Bob Wagner also had a strong research interest in the evaluation of computer-aided diagnosis systems and other high-dimensional medical diagnostic classifiers such as DNA microarrays, where the “reader” of the images/microarrays is a computer algorithm.⁵ One particular challenge for training and testing computerized classifiers in medicine is the limited patient sample size. Because of this limitation, two important issues arise, namely, (i) the interplay of classifier performance and its uncertainty with sample size and dimensionality (i.e., the number of features),⁶ which is vividly depicted by what Bob called the “antler plot” (see Fig. 1), and (ii) the stability of a classifier with respect to varying training datasets, for which Bob Wagner pioneered the notion of “training variability” analogous to the “reader variability” in MRMC reader studies.^7,8

Figure 1

One of Bob Wagner’s favorite plots, which he called the “antler plot,” depicting the interplay of classifier performance (here AUC on the ordinate axis) with dimensionality (varying from 3D to 15D in this illustrative example) and training sample size (abscissa axis) under two assessment paradigms: resubstitution (training and testing using the same dataset, dashed lines) and independent testing (solid lines). (Adopted from Ref. 7 with permission from Medical Physics Publishing.)

Dataset items:

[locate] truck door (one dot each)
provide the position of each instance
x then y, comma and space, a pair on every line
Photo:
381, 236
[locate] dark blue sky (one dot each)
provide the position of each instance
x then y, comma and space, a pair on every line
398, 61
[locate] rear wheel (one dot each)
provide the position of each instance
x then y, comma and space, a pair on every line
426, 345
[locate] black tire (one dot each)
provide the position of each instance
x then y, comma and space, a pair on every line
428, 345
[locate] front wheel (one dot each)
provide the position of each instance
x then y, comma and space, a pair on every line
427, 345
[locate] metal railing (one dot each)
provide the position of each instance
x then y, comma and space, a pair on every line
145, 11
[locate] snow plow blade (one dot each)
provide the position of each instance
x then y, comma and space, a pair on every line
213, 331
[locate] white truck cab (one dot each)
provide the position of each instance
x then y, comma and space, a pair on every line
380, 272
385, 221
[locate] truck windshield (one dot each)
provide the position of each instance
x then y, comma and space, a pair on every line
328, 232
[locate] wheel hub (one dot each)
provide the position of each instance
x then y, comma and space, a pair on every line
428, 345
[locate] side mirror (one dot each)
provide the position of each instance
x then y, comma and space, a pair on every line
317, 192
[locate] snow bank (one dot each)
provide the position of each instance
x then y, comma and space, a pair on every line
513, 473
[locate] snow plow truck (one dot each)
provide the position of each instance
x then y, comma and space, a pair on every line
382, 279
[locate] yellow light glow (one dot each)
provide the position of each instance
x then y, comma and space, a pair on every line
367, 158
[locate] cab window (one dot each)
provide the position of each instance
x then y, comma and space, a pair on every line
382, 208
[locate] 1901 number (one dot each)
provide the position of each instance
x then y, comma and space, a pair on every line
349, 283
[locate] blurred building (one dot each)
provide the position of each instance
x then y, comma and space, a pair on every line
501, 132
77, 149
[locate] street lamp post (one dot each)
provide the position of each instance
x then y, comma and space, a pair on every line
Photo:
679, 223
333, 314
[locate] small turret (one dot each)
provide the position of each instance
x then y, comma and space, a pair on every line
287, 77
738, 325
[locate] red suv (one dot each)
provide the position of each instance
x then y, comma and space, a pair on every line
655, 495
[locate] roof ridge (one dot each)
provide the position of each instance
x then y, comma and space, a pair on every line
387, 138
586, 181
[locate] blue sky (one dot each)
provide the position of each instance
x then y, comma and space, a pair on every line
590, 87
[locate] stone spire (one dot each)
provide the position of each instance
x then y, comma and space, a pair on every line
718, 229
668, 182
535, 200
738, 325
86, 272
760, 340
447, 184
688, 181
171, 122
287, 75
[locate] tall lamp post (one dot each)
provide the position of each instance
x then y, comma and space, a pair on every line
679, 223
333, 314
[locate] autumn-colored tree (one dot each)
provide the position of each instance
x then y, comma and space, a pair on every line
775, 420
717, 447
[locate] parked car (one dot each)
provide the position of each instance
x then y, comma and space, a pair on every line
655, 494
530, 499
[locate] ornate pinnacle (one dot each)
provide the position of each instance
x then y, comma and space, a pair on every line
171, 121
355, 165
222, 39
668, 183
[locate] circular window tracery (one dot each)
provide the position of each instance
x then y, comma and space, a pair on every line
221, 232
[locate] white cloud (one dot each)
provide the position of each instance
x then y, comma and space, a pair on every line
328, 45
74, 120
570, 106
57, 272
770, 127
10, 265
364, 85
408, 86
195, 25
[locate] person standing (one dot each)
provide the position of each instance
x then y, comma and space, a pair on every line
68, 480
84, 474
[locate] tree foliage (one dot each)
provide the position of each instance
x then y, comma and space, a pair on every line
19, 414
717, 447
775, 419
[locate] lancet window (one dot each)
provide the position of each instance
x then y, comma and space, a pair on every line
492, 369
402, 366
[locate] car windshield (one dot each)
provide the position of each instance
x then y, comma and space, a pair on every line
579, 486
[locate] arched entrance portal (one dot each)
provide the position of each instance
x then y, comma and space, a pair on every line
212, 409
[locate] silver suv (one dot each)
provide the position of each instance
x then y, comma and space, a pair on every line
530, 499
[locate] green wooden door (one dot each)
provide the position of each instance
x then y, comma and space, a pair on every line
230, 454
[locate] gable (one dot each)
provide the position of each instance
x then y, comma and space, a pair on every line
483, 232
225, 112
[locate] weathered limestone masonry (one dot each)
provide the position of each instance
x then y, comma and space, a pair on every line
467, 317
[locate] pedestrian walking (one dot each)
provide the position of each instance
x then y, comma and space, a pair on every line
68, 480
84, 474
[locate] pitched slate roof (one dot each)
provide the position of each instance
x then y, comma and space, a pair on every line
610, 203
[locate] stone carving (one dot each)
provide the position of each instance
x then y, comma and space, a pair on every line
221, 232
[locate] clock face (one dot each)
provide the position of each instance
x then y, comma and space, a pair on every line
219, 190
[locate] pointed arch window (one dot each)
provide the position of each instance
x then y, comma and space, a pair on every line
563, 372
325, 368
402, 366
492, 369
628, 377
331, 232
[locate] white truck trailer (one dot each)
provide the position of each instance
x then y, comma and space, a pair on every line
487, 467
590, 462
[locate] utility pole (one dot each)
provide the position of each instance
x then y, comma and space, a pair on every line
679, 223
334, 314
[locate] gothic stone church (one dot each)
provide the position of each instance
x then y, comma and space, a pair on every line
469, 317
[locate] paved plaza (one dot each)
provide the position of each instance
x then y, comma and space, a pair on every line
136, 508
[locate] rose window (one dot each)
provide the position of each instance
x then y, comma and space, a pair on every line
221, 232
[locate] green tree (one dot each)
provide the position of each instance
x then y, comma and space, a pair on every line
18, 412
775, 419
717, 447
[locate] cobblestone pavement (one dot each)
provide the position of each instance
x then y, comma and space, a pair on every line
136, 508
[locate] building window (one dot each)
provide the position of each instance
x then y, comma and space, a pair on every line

• _Parts of the exercise_:
- a) Please retype the stretch of the passage on Bob Wagner's research from "One of Bob Wagner’s" through "Medical Physics Publishing.)".
- b) In the passage on Bob Wagner's research, which two assessment paradigms does the antler plot compare?

• _Answers to the exercises_:
- a)
One of Bob Wagner’s favorite plots, which he called the “antler plot,” depicting the interplay of classifier performance (here AUC on the ordinate axis) with dimensionality (varying from 3D to 15D in this illustrative example) and training sample size (abscissa axis) under two assessment paradigms: resubstitution (training and testing using the same dataset, dashed lines) and independent testing (solid lines). (Adopted from Ref. 7 with permission from Medical Physics Publishing.)

- b) Resubstitution (training and testing on the same dataset) and independent testing.